**REQUIRED WORK:** Take the data below and extract the lines from the one with "Pick out the man's hand" to the one with "Pick out the crowd", inclusive, exactly as written.

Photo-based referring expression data
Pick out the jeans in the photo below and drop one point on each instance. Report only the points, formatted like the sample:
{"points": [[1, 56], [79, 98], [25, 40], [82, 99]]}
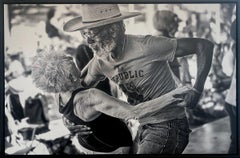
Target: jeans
{"points": [[231, 110], [169, 137]]}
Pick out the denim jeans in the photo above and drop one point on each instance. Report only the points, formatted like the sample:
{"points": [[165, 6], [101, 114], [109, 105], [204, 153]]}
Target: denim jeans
{"points": [[169, 137], [231, 110]]}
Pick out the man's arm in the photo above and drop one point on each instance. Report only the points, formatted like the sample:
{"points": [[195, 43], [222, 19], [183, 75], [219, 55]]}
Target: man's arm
{"points": [[104, 103], [204, 51]]}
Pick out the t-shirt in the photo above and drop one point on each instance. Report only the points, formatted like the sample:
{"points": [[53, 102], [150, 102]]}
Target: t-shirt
{"points": [[142, 72]]}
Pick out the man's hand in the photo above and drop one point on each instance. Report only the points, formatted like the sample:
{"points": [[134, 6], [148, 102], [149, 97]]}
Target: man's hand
{"points": [[76, 129], [191, 98]]}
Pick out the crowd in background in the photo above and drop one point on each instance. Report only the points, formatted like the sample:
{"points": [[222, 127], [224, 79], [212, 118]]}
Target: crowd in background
{"points": [[35, 28]]}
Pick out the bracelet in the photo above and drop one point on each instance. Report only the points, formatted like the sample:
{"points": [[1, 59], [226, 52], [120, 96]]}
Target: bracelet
{"points": [[195, 90]]}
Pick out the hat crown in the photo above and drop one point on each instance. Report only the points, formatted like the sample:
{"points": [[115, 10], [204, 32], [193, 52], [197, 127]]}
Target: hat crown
{"points": [[96, 12]]}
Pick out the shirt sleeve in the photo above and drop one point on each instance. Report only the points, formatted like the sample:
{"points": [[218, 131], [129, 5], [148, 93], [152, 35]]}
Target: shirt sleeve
{"points": [[160, 48]]}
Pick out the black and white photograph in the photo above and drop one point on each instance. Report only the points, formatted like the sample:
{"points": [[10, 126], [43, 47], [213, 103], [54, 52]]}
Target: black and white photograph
{"points": [[120, 79]]}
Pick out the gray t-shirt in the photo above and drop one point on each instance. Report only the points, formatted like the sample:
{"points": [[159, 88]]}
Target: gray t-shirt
{"points": [[142, 72]]}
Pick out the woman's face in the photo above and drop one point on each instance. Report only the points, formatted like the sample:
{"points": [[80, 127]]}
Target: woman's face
{"points": [[102, 39]]}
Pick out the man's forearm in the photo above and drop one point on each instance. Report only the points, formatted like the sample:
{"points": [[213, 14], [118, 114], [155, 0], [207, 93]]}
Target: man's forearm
{"points": [[204, 60]]}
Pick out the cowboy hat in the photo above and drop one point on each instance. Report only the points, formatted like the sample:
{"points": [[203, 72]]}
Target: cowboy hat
{"points": [[162, 19], [95, 15]]}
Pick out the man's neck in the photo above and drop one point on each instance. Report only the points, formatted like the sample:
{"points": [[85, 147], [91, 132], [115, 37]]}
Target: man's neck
{"points": [[117, 53]]}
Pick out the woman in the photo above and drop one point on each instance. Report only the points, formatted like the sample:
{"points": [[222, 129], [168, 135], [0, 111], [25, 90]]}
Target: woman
{"points": [[57, 73]]}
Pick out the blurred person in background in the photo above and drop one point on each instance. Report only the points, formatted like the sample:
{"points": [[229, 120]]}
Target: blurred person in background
{"points": [[118, 56], [167, 23], [231, 100]]}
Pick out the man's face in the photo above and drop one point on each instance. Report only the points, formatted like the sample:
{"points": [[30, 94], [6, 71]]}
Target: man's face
{"points": [[102, 39]]}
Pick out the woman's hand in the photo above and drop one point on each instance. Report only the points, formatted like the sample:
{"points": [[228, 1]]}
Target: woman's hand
{"points": [[82, 130]]}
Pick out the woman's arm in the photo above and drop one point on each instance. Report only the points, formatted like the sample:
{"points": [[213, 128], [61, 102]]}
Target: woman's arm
{"points": [[94, 101]]}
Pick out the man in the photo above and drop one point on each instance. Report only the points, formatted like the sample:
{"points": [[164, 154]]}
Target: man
{"points": [[139, 65], [230, 101], [166, 23]]}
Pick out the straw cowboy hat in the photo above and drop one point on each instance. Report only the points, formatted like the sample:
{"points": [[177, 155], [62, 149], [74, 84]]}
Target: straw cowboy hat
{"points": [[162, 19], [95, 15]]}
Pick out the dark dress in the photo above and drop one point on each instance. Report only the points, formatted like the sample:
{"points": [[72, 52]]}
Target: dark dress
{"points": [[109, 133]]}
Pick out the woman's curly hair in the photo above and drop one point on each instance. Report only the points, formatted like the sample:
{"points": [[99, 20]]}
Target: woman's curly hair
{"points": [[54, 72]]}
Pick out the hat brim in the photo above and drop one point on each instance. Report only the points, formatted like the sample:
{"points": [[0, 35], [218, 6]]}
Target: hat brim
{"points": [[77, 24]]}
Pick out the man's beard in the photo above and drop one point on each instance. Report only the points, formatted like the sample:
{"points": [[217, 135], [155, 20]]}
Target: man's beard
{"points": [[104, 47]]}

**WRITTEN ANSWER:**
Pick out the man's hand in the photo above and drop one point on each instance. Report only the points, formatted like the sample:
{"points": [[134, 6], [148, 102], [149, 97]]}
Target: man's hand
{"points": [[76, 129], [191, 98]]}
Pick out the crowd in background in the photo above and drop one point on each instance. Report only the points, formatted like the sample:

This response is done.